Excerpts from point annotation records
☆ ☆ ☆

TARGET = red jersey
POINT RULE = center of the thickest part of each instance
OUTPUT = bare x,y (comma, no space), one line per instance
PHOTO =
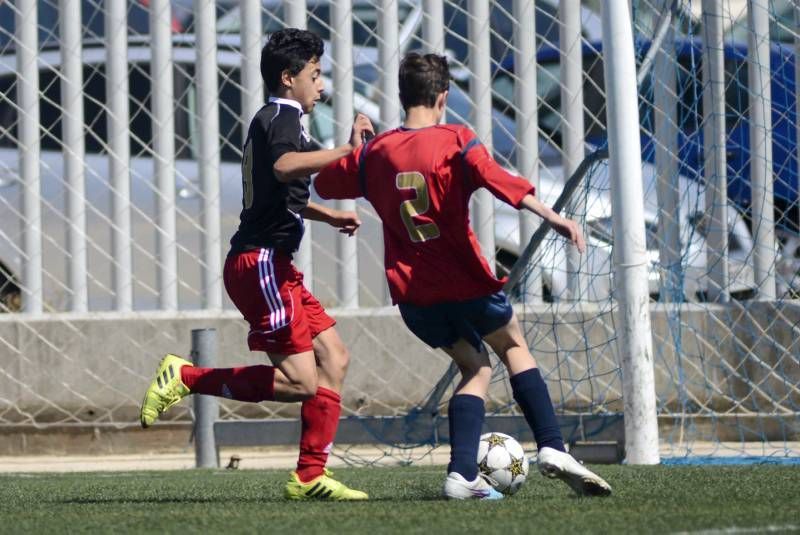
420,182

☆ ☆ ☆

#### [DIRECTIONS FOR THIS TASK]
Reproduce every line of the records above word for word, and leave the pictures out of your answer.

#### [EXERCISE RESULT]
TARGET = red jersey
POINT RULE = center of the thickest part of each instance
OUTPUT = bare x,y (comma, no space), one line per instance
PHOTO =
420,182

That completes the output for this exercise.